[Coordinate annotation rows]
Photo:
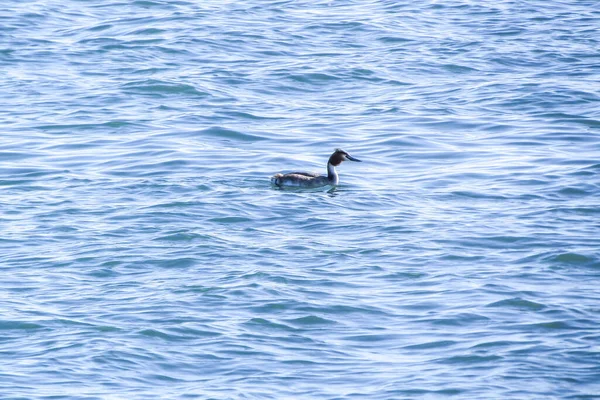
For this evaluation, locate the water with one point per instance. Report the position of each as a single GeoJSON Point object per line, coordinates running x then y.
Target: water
{"type": "Point", "coordinates": [145, 254]}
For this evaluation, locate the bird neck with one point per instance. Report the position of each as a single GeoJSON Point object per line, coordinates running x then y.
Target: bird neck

## TO BE DONE
Copy all of the rows above, requests included, and add -35 to every coordinate value in the answers. Leave the pictures out.

## RESULT OF THIS EXERCISE
Photo:
For this evaluation, locate the water with one point per instance. Report the position of each as a single GeoJSON Point object per line, coordinates running x then y.
Target: water
{"type": "Point", "coordinates": [110, 219]}
For this evaluation, locate the bird neck with one point per instance. Report the position of each as a single GeoJSON Point object per line, coordinates running x then y.
Target: bird neck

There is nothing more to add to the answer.